_TEXT PASSAGE_
####################

Approval for the first extensions followed on 23 October 1903, and construction began on 16 November. The section to Kußmaulstraße in Neuenheim was opened on 1 March, and on 30 April 1904 the rest of the line to the Grüner Hof in Handschuhsheim. It ran single-track next to the single-track line of the SEG, as it had already done in Bergheimer Straße, and ended at today's day-care centre in Handschuhsheimer Landstraße. In 1912, the line was moved to Mittelstraße (today's Steubenstraße) and ran west past the Tiefburg to Biethstraße. From 1919, the trains ended at the turnout at Grahampark south of the Tiefburg.

On 1 July 1905, the Heidelberg – Wiesloch electric tram was purchased by the city of Heidelberg for 1.9 million marks and leased to the HSB as operator. On 24 July 1923, the HSB took over the suburban railway – which had received a branch line from Rohrbach to Kirchheim in 1910 – from the city of Heidelberg and paid the purchase price with shares, making the city the majority shareholder of HSB.

Now further route extensions followed: On 30 April 1910, the line to Schlierbach was approved, which went into operation on 1 November 1910, after a bus line established at the end of October 1905 was discontinued on this route in July 1906 due to unprofitability; on 4 November 1912, the permit for the extension to Neckargemünd Hanfmarkt followed, the construction of which began on 15 May 1913 and which went into operation on 1 April 1914.

On 16 April 1914, the construction of the single-track line to Eppelheim Rathaus was decided, after the city of Heidelberg had been granted the concession for this on 9 August 1905. The Schlachthaus–Czernystraße line was opened to passenger traffic on 8 June 1914 and the section from Güteramtsstraße (today's Czernyring) to the new freight yard on 1 September 1914, where hospital transports were carried out until 1 June 1915. From 20 January 1919, the tram tracks in the freight yard were dismantled. Construction of the actual line began on 13 July. After the outbreak of the First World War, construction was temporarily suspended, but resumed in November. This meant that the line could be opened on 3/4 April 1919 despite the difficult economic situation.

On November 2, 1914, a "war timetable" came into force.

####################

_RECORDED INFORMATION_
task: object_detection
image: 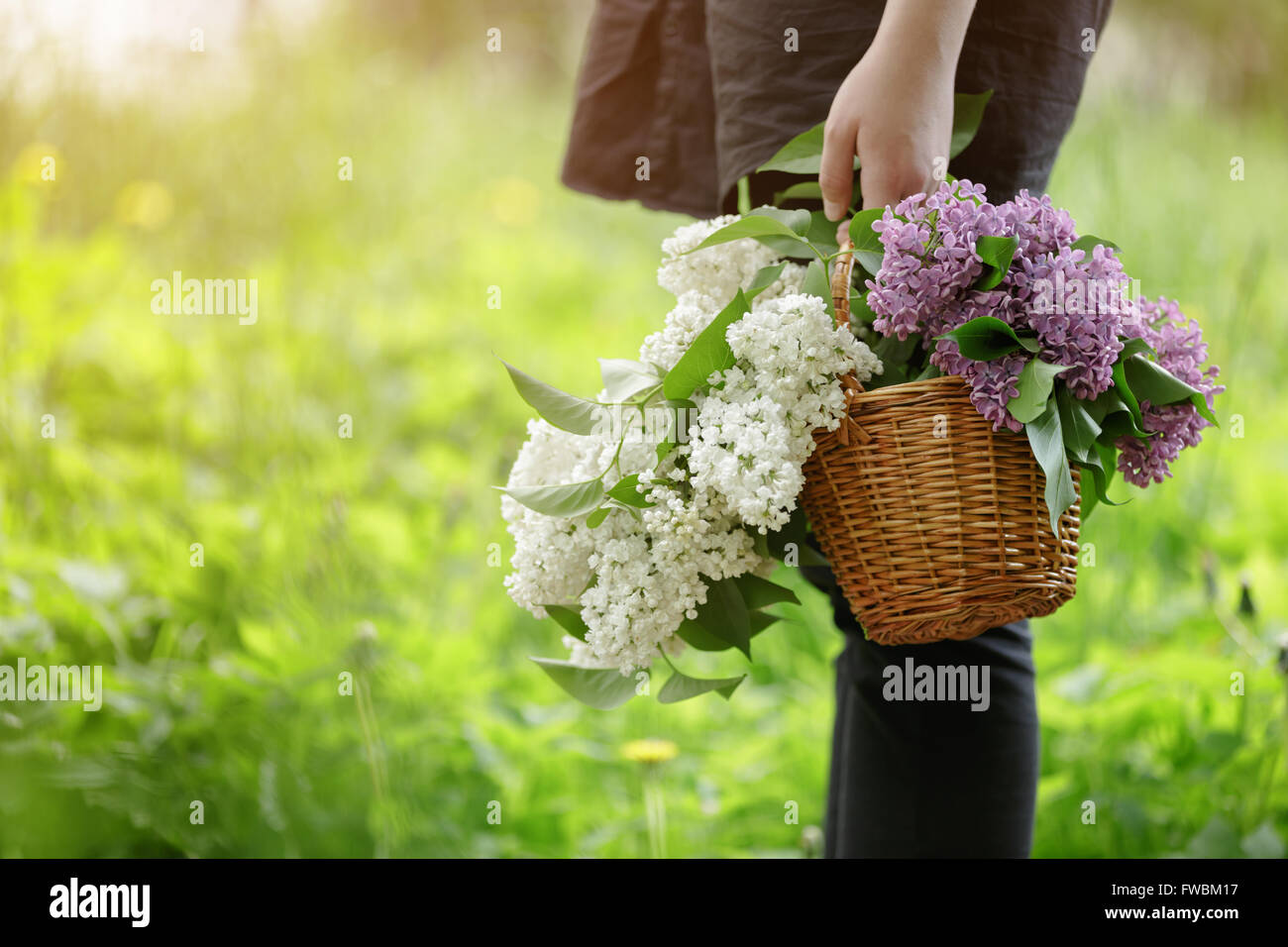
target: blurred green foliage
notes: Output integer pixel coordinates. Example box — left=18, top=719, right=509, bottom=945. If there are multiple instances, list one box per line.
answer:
left=0, top=5, right=1288, bottom=857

####################

_ACTION ITEM A_
According to the passage on Heidelberg's tram history, when did the extension to Neckargemünd Hanfmarkt go into operation?
_ACTION ITEM B_
Carry on the passage on Heidelberg's tram history from where it stops.
The lines have no part in any of this.

_RESPONSE BOX A_
On 1 April 1914.

_RESPONSE BOX B_
With 16.7 million passengers in 1919, HSB transported more passengers this year than in previous years. In the previous year, there were only 8.9 million passengers.

During the hyperinflationary period, the HSB came under such severe economic pressure that it completely ceased operations from 26 November 1923 to 21 January 1924. Gradually, the HSB then put its route network back into operation. By 13 April 1924, the tracks at Bismarckplatz had been rebuilt. In the autumn of 1925, the pre-war level was reached again.

=== 1926–1945: Further Network Expansion===
In the mid 1920s, thanks to improved financial conditions, two further lines could be built:

- On March 17, 1926, a highly controversial line to Wieblingen was opened, which was in direct competition with the OEG (Oberrheinische Eisenbahn-Gesellschaft). The OEG offered to electrify the line to Wieblingen and allow the HSB (Heidelberg-Stadt Railway) to operate its own service there until the OEG itself was able to implement better connections. However, at the request of the residents of Wieblingen, this was rejected by the city, and the construction of the new line through the center of Wieblingen was chosen on September 15, 1921. The final construction permit was granted on August 10, 1925.

- On August 8/9, 1925, the line to Wieblingen was opened. In April 1927, the interurban tram line from Eppelheim via Plankstadt to Schwetzingen was opened, where it connected to the Schwetzingen–Ketsch tramway. It had already been approved by the state of Baden on September 13, 1912, and by the citizens' committee on May 14, 1914. Construction began on November 8, 1926.